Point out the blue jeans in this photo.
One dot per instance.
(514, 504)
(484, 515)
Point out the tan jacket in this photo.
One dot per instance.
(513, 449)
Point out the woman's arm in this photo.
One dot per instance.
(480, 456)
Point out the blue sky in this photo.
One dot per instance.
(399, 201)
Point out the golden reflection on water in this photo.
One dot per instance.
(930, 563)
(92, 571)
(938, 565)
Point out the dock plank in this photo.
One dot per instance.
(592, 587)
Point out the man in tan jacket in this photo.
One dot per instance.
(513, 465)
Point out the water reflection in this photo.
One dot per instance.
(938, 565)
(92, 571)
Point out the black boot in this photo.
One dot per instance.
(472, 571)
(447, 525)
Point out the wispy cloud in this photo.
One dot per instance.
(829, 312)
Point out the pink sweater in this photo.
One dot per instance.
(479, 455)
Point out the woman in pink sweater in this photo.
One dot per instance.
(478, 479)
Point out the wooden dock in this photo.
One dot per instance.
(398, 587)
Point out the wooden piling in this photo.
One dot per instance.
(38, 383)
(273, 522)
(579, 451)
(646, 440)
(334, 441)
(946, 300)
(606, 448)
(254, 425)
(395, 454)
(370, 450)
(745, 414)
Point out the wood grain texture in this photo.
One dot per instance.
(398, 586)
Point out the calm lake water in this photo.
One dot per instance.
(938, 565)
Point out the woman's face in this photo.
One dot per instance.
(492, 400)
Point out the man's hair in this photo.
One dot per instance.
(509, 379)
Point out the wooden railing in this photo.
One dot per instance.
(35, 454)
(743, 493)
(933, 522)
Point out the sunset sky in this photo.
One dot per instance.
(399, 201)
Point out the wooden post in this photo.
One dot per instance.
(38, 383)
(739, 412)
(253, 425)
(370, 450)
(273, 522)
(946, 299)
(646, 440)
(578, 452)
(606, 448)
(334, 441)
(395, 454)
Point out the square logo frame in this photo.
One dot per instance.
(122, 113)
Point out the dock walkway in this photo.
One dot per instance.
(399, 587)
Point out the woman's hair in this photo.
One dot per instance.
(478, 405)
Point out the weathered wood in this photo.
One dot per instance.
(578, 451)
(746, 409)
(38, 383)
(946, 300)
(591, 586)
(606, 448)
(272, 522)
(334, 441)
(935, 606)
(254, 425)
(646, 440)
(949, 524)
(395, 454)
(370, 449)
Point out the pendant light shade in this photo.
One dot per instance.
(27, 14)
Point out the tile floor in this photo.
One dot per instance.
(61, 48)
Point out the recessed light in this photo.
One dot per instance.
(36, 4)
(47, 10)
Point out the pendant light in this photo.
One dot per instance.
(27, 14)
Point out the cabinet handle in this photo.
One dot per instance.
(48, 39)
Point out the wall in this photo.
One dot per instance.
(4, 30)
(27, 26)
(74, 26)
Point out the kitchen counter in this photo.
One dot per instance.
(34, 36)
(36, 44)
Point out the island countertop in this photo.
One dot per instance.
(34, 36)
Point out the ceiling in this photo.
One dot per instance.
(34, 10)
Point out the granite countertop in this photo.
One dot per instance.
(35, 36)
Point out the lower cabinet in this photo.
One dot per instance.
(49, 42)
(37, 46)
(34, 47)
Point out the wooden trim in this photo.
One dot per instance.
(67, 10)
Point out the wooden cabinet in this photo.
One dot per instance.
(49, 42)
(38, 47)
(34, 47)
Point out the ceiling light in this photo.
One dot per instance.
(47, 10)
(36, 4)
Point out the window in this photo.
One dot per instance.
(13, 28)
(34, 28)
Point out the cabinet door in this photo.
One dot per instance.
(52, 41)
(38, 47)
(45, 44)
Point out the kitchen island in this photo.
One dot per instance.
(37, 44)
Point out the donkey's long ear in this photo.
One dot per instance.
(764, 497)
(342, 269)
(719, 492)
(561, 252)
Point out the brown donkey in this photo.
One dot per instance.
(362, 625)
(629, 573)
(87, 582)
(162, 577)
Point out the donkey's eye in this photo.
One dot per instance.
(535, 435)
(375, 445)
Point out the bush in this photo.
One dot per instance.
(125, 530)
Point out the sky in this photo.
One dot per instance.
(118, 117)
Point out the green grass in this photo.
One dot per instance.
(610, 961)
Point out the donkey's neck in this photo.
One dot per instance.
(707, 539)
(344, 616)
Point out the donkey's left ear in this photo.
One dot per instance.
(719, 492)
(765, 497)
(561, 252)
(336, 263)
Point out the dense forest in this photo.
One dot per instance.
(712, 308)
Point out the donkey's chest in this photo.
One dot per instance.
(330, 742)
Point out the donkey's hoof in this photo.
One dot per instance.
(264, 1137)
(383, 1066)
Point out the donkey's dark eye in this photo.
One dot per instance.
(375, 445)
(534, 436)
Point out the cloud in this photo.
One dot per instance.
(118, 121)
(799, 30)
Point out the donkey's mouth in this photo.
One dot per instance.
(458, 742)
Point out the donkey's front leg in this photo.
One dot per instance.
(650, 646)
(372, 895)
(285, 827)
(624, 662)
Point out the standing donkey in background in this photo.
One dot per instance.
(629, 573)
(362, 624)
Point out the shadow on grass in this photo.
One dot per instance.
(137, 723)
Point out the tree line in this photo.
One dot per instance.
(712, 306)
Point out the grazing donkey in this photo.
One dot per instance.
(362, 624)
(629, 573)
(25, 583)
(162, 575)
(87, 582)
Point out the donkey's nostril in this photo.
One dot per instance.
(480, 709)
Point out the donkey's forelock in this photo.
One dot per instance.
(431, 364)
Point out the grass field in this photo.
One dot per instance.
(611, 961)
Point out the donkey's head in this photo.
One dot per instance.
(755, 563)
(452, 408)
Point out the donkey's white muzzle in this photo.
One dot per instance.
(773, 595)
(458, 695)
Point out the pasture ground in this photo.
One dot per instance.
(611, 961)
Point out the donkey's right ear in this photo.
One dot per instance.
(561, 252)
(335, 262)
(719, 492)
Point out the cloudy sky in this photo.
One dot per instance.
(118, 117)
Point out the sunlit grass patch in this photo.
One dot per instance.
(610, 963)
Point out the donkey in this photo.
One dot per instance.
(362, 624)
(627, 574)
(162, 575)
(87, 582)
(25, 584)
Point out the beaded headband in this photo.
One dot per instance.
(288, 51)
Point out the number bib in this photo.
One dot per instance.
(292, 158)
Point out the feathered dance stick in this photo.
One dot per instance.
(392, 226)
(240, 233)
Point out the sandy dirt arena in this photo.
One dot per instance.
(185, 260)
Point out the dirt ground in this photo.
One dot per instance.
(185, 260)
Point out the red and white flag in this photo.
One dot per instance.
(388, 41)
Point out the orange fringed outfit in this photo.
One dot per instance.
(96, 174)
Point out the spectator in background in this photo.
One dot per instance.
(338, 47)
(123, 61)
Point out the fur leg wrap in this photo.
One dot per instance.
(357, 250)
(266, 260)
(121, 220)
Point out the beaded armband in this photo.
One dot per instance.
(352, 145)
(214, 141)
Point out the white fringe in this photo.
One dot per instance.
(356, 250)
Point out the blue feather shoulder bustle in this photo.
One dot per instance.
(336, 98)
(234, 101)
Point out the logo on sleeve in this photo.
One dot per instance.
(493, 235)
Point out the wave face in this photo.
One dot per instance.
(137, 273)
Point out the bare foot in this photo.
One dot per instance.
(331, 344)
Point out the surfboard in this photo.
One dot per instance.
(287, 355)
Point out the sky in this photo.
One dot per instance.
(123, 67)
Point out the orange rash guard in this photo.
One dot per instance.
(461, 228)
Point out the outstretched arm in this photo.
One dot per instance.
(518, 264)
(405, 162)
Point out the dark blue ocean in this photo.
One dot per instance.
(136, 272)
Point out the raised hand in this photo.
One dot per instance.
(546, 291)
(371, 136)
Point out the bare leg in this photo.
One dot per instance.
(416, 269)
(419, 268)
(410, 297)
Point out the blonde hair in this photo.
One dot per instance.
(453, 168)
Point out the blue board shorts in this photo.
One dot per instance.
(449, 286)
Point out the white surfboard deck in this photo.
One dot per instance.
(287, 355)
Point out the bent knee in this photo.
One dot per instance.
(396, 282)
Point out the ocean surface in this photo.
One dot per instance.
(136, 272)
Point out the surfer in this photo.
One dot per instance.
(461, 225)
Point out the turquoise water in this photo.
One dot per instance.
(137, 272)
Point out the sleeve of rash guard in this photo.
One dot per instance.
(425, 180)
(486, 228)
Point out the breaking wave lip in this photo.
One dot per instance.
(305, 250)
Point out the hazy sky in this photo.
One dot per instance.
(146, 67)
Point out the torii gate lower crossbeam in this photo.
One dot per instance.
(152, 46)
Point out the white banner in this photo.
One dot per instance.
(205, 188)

▸ Short exercise
Give back exactly the lines from the line containing "Point out the raised hand in this photo." to the end of the entries, and no other lines.

▸ Written reply
Point out the raised hand in this photo.
One dot per instance.
(546, 291)
(371, 136)
Point out the bare leg in this photo.
One dot per instance.
(416, 269)
(419, 268)
(410, 297)
Point out the blonde hair in this photo.
One dot per instance.
(453, 168)
Point out the blue board shorts in this photo.
One dot per instance.
(449, 286)
Point out the white surfboard deck in this photo.
One dot per instance.
(287, 355)
Point out the bent knee in this photo.
One dot per instance.
(396, 282)
Point out the ocean surface in this photo.
One dot per instance.
(136, 272)
Point out the surfer in this photo.
One dot per instance.
(461, 225)
Point out the turquoise water in this photo.
One dot per instance.
(137, 272)
Point out the sleeve of rash guard in this photo.
One dot per instance.
(425, 180)
(486, 228)
Point out the breaking wave lip in this photo.
One dot per instance.
(305, 250)
Point out the hazy sky in this photo.
One dot per instance.
(146, 67)
Point out the torii gate lower crossbeam in this photo.
One dot per instance.
(152, 46)
Point out the white banner in this photo.
One dot per instance.
(205, 188)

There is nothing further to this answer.